• Your assignment: Exactly copy the final stretch of the listing below: the line with "Please detect the chevrolet" and every line after it.

• Data to process:
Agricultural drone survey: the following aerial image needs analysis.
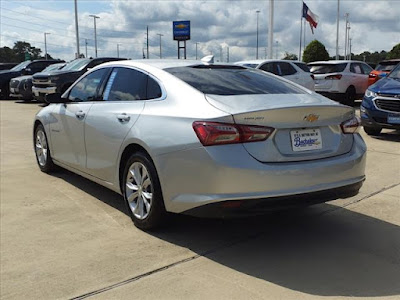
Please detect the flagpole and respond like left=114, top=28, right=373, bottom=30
left=299, top=1, right=303, bottom=61
left=303, top=19, right=306, bottom=52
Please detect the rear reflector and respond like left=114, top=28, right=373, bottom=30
left=325, top=74, right=342, bottom=80
left=341, top=116, right=361, bottom=134
left=193, top=121, right=274, bottom=146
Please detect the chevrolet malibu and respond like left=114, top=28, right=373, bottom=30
left=33, top=60, right=366, bottom=230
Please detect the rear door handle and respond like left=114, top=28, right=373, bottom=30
left=75, top=110, right=86, bottom=119
left=117, top=113, right=130, bottom=123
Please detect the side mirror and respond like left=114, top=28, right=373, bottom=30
left=22, top=67, right=32, bottom=75
left=45, top=93, right=67, bottom=104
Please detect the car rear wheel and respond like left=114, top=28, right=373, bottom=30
left=363, top=126, right=382, bottom=136
left=34, top=124, right=56, bottom=173
left=344, top=86, right=356, bottom=106
left=122, top=152, right=166, bottom=230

• Final answer:
Please detect the chevrolet malibu and respond like left=114, top=28, right=373, bottom=30
left=33, top=60, right=366, bottom=230
Please detect the rear door handle and respond like left=114, top=28, right=373, bottom=30
left=75, top=110, right=86, bottom=119
left=117, top=113, right=130, bottom=123
Please detect the side mirror and respond like left=114, top=28, right=373, bottom=30
left=22, top=67, right=32, bottom=75
left=45, top=93, right=67, bottom=104
Please detect the car rear wheel and respond like left=114, top=28, right=373, bottom=30
left=363, top=126, right=382, bottom=136
left=34, top=124, right=56, bottom=173
left=344, top=86, right=356, bottom=106
left=122, top=152, right=166, bottom=230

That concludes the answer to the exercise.